## Brief 1
Please answer these questions from the news report about the playwright and two women writers:
(a) Who wrote the official biography, and in which month is it due out?
(b) What is the title of Caroline Seebohm's 1987 novel, and whom is it about?
(c) According to Mr Potter, in what way was Ms Seebohm curing him of his arthritic disease?
## Brief 2
Carry on the news report about the playwright and two women writers from its last sentence.

## Text under study
The novelist Caroline Seebohm is reported to have claimed that the playwright wanted to establish a "threesome " with him and his wife, and she was forced to go to America to get away from his "terrifying pestering".

But Margaret Forster, another writer who became the object of Mr Pinter's endearments, believes he was basically a fantasist and his behaviour may have been misunderstood.

The sexuality of the author of The Singing Detective and Pennies From Heaven is expected to be examined in detail in an official biography by Humphrey Carpenter due out in September. It will reveal that Mr Potter was strongly attracted to Gina Bellman, whom he cast in Blackeyes, and also include claims about his relationship with his agent Judy Daish, although Ms Daish denies there was ever an affair.

Ms Seebohm, who wrote The Last Romantics, a 1987 novel about Oxford undergraduates, is reported in a Sunday newspaper as saying she was relentlessly pursued by Mr Potter in the mid 1960s. The playwright, who had married his childhood sweetheart Margaret, became so demanding that she fled to the US to be followed by a stream of passionate letters.

Mr Potter began to suffer from a crippling arthritic disease, and said Ms Seebohm was curing him in "some kind of religious way". She, however, felt it was "emotional blackmail", she was being "psychologically damaged" and needed to get away, the report claims.

Margaret Forster, the author of the novel Georgy Girl and the biographer of Daphne Du Maurier, also received a long letter from Pinter in l977 in which he talked about how he had been besotted with her since appearing together in The Caucasian Chalk Circle in Oxford in the l960s. The letter had the drawing of a heart next to her name. He wrote "The past is not just a foreign country, it's an enchanted land".

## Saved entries
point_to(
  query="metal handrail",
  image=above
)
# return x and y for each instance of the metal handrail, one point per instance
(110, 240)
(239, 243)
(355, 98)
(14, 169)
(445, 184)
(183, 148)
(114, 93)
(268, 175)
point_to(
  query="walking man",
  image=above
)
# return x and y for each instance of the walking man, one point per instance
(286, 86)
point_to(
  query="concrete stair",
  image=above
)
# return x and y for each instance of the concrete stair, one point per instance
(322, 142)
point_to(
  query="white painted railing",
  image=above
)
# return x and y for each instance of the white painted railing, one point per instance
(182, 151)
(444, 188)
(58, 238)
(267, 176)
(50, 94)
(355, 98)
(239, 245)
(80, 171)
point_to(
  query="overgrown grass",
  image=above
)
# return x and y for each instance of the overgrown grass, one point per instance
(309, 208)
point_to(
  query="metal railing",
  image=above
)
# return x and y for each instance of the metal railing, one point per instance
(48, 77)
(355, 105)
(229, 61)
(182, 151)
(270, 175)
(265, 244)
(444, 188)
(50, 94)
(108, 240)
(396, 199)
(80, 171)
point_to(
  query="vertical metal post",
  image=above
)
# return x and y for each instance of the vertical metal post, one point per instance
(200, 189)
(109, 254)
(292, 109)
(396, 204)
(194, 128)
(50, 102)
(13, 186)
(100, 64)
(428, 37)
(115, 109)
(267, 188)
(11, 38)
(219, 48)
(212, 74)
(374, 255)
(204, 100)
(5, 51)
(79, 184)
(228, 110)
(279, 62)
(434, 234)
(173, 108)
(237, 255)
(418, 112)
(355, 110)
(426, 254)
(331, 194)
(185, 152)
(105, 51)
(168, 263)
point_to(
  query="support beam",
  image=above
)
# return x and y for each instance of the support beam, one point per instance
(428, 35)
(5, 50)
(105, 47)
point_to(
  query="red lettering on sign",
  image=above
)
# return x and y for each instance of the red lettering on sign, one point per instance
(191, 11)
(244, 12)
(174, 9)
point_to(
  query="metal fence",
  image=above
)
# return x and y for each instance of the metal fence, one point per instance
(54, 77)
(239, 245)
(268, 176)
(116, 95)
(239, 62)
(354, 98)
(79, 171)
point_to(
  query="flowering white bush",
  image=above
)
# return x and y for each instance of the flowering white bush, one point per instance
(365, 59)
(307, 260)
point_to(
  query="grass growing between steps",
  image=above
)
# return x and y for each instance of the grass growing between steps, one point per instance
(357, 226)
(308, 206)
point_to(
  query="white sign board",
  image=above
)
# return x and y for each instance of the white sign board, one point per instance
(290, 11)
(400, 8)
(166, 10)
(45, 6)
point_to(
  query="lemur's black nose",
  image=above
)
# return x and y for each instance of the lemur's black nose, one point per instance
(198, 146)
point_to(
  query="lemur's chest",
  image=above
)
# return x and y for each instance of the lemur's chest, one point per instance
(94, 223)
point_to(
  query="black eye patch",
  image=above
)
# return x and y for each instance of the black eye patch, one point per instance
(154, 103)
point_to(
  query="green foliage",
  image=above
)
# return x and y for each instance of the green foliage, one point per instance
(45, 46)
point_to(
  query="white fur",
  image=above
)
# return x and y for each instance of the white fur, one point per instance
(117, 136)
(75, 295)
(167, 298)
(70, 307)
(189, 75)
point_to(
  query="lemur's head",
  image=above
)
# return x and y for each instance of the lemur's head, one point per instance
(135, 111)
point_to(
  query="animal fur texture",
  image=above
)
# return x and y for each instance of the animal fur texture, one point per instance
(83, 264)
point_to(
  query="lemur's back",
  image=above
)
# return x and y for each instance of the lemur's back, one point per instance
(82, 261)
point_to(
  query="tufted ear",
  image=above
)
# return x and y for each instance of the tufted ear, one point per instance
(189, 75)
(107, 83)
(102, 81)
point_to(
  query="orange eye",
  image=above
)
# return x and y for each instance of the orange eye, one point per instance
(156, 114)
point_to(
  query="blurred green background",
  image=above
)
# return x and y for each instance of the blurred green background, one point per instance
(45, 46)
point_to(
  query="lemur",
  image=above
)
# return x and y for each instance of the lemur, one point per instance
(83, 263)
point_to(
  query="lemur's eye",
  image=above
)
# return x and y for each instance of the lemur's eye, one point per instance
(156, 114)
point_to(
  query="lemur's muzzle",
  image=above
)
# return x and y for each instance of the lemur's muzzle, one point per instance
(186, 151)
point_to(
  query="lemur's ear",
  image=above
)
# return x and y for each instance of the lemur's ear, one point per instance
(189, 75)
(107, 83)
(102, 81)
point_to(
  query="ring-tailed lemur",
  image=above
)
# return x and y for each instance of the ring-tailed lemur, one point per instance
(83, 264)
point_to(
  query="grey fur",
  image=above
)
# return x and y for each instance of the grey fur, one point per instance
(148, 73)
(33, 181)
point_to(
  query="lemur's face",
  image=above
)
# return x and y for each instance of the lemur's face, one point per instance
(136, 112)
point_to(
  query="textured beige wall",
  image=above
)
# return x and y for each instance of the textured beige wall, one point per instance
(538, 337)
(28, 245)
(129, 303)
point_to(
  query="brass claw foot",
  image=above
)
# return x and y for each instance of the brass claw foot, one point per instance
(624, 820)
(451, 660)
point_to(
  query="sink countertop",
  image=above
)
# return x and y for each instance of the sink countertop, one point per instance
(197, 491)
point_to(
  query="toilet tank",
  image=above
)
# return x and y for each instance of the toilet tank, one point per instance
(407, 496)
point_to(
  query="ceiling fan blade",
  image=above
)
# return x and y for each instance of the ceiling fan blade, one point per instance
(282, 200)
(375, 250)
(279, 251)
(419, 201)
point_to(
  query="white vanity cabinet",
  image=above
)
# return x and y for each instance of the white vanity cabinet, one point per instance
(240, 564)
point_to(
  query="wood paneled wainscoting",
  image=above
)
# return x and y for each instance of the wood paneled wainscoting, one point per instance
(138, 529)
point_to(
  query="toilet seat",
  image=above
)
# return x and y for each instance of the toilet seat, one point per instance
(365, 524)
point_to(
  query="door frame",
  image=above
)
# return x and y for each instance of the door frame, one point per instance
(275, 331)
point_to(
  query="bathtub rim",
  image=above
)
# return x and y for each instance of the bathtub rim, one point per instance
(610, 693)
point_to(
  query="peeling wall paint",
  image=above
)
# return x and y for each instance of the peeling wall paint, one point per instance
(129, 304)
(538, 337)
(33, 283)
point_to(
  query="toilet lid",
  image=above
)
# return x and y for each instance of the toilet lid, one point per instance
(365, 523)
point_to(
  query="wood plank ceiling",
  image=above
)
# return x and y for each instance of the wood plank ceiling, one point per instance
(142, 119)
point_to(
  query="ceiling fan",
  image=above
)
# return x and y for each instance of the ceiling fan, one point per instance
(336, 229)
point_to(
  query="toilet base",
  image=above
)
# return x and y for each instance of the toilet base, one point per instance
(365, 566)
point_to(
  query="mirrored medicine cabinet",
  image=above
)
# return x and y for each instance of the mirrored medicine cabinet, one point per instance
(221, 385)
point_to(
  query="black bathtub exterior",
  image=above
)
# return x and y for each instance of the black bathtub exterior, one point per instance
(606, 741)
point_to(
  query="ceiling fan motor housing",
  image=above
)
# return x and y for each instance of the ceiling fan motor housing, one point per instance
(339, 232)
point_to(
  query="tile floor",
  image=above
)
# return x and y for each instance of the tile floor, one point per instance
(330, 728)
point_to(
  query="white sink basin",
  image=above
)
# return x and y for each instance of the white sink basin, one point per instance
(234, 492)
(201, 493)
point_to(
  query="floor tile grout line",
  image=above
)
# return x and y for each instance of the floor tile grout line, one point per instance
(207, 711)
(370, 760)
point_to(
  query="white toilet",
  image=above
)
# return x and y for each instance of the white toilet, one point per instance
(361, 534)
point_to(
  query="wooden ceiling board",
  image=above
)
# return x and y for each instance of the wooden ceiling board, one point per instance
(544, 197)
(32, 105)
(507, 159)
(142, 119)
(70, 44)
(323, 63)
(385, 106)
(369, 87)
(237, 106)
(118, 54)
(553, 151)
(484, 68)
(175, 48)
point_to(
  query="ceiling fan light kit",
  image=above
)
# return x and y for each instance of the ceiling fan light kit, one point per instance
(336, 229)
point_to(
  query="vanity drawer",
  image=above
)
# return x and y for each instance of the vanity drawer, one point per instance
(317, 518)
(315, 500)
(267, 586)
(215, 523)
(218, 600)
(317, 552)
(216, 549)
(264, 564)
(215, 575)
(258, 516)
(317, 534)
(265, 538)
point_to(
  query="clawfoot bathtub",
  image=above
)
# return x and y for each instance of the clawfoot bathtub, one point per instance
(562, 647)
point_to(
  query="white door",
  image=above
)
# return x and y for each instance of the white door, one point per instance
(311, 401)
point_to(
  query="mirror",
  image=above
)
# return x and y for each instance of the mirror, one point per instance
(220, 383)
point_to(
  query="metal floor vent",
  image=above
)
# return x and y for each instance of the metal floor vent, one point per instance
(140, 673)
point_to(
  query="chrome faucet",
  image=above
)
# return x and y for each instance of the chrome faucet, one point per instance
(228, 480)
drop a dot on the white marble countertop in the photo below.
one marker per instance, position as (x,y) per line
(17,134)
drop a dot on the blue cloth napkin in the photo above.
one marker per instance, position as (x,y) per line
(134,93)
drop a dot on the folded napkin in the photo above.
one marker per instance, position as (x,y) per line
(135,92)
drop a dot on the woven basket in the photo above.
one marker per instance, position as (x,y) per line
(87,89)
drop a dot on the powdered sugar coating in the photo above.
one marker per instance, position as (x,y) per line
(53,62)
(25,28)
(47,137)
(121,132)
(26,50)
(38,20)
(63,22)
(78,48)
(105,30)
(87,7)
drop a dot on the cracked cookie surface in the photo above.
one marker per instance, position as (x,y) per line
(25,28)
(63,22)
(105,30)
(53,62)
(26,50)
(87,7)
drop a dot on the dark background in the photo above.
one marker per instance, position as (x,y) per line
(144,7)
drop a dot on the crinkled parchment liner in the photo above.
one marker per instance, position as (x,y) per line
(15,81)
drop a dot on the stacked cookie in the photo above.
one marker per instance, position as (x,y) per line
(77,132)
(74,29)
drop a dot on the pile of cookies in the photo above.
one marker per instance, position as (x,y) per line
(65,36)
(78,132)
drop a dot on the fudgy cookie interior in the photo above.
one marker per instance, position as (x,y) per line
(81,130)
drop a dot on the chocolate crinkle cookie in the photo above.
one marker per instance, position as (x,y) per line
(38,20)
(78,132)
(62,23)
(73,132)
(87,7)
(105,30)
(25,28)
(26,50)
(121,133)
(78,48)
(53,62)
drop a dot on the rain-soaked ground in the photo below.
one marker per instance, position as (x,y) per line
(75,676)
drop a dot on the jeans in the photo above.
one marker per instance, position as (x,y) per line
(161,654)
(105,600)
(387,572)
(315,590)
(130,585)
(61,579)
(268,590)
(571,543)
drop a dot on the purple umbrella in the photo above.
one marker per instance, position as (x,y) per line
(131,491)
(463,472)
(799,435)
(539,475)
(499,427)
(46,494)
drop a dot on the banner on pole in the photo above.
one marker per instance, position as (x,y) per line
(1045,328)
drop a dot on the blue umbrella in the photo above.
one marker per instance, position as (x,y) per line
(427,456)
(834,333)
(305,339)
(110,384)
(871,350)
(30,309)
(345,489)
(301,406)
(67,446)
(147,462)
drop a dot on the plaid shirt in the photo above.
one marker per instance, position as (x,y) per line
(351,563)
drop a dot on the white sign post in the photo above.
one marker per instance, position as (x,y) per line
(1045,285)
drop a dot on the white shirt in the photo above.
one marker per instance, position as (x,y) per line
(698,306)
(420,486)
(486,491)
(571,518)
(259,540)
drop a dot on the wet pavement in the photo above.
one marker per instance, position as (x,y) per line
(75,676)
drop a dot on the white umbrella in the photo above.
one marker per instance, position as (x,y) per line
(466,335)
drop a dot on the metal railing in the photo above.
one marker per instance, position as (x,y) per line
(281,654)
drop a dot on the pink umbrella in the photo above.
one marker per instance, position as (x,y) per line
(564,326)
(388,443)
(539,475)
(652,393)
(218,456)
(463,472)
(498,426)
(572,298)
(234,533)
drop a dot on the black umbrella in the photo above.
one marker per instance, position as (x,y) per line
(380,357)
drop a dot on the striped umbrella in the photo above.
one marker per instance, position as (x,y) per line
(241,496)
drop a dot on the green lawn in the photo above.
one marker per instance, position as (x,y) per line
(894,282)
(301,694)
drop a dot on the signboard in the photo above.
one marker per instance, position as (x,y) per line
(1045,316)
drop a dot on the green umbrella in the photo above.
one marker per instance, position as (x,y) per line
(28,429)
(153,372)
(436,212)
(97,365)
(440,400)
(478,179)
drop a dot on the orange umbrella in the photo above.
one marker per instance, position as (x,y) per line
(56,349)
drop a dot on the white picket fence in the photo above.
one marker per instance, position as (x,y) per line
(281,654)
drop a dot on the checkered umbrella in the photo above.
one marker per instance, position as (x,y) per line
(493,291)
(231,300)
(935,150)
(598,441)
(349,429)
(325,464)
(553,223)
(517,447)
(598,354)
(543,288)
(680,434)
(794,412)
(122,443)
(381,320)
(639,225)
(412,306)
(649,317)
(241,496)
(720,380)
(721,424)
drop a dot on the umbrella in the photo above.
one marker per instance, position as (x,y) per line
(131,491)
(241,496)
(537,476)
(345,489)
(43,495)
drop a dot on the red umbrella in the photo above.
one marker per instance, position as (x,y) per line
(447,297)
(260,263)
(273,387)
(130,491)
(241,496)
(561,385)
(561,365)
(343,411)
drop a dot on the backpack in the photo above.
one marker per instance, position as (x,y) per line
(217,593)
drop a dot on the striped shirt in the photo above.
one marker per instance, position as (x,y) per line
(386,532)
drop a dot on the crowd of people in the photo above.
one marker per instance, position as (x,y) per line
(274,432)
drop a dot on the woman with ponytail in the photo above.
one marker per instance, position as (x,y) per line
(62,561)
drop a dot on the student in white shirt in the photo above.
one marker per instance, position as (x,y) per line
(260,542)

## Final answer 1
(a) Humphrey Carpenter wrote it, and it is due out in September.
(b) The novel is The Last Romantics, and it is about Oxford undergraduates.
(c) He said she was curing him in "some kind of religious way".

## Final answer 2
But Ms Forster, who is married to the writer Hunter Davies, told The Independent yesterday: "I think it would be a misunderstanding to think this was a love letter. Don't forget Dennis Potter was a writer, and writers and artists do sometimes send letters and use phrases which other people wouldn't. There was the drawing of the heart, but one shouldn't read everything into it. May be he was just being sarcastic when he talked about my looks.

"I don't think Dennis Potter was this great philanderer he is being made out to be, and his plays reflected his personal life. I think he was actually a fantasist and the whole thing got blown out of all proportions."

"I don't recall him being much of a philanderer at Oxford, he certainly did not try anything with me. His fiancee, Margaret, was with him almost all the time and I spent more time talking to her than him. Dennis seemed more interested in politics than sex."